Every record here should be printed again exactly.

(Extracted data entries)
— Start —

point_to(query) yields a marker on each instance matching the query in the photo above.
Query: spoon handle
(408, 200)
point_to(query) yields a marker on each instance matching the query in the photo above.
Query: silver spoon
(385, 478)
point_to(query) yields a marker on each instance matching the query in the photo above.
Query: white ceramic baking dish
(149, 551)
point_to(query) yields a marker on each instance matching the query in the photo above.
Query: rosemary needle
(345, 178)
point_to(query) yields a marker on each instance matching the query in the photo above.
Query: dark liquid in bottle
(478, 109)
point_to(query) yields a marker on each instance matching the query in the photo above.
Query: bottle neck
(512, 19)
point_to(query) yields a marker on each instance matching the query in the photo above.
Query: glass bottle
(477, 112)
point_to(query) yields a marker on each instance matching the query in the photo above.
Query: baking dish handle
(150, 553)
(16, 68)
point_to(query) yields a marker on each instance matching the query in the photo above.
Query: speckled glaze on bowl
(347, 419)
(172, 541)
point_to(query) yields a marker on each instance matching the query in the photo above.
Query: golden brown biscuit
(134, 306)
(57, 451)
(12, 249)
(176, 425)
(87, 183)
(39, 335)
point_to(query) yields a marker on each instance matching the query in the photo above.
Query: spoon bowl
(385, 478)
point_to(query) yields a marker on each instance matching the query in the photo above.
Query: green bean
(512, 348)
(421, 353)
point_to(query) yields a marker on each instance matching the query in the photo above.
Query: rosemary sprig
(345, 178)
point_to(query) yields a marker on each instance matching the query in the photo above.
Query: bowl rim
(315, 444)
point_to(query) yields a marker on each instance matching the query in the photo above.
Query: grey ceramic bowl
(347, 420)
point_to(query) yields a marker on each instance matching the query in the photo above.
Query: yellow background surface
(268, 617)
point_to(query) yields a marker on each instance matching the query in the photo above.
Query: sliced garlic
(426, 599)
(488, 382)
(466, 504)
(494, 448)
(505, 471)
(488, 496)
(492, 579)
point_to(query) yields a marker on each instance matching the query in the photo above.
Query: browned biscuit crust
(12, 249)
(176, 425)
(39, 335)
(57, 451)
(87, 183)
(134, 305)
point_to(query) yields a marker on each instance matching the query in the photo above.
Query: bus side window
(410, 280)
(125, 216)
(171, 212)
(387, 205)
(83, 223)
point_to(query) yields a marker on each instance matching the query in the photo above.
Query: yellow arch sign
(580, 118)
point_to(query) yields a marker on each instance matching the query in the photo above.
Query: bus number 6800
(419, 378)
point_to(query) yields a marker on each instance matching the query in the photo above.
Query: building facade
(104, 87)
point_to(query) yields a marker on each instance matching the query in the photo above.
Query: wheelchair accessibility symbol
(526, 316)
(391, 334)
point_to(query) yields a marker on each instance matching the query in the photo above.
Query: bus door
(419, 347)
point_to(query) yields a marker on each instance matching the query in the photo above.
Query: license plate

— End —

**COMPLETED EXERCISE:**
point_to(query) yields a marker on each instance matching the query in the photo above.
Query: spoon handle
(408, 200)
point_to(query) yields a marker on each instance matching the query in the photo above.
Query: silver spoon
(385, 478)
point_to(query) yields a marker on each instance matching the query in the photo above.
Query: white ceramic baking dish
(149, 551)
point_to(query) yields a marker on each instance matching the query in the photo above.
Query: rosemary needle
(345, 178)
point_to(query) yields a marker on each instance matching the query in the photo above.
Query: dark liquid in bottle
(478, 109)
point_to(query) yields a marker on each instance matching the query in the photo above.
Query: bottle neck
(512, 19)
point_to(query) yields a marker on each instance matching the query in the photo above.
Query: glass bottle
(477, 112)
point_to(query) yields a marker on each instance matching the query in the photo above.
Query: baking dish handle
(150, 553)
(16, 68)
point_to(query) yields a marker on each instance matching the query in the photo above.
Query: speckled glaze on bowl
(347, 419)
(172, 541)
point_to(query) yields a marker on each instance matching the query in the photo above.
Query: golden brown biscuit
(134, 306)
(57, 451)
(12, 249)
(176, 425)
(87, 183)
(39, 335)
point_to(query) yields a marker on each instance matching the query in the photo above.
Query: spoon bowl
(385, 478)
point_to(query) yields a marker on each instance matching the query in the photo above.
Query: green bean
(512, 348)
(421, 353)
point_to(query) yields a marker on each instance matching the query in the photo above.
Query: rosemary sprig
(345, 178)
point_to(query) yields a marker on each instance matching the query in the photo above.
Query: bowl rim
(315, 444)
point_to(query) yields a marker on each instance matching the query in the photo above.
Query: grey ceramic bowl
(347, 420)
point_to(query) yields a marker on each instance matching the query in the photo above.
Query: yellow background surface
(268, 617)
point_to(query) yields a marker on each instance matching the query in the photo above.
Query: sliced garlic
(426, 599)
(488, 382)
(466, 504)
(494, 448)
(505, 471)
(488, 496)
(492, 579)
point_to(query) yields a marker on each instance matching the query in the photo above.
Query: browned biscuit crust
(12, 249)
(176, 425)
(39, 335)
(57, 451)
(87, 183)
(134, 305)
point_to(query) yields a marker on each instance matching the query in the photo above.
Query: bus side window
(410, 280)
(125, 216)
(171, 212)
(387, 205)
(83, 223)
point_to(query) yields a marker on each instance matching the query in the photo above.
Query: yellow arch sign
(580, 118)
point_to(query) yields a marker on each instance matching the query in the photo above.
Query: bus number 6800
(419, 378)
point_to(query) yields a marker on each instance matching the query in the photo above.
Query: building facade
(104, 87)
point_to(query) yields a marker on each instance matching the query in the photo above.
Query: wheelchair accessibility symbol
(526, 316)
(391, 334)
point_to(query) yields a marker on each instance matching the query in the photo above.
Query: bus door
(419, 347)
point_to(query) yields a marker on each instance matching the query in the photo above.
Query: license plate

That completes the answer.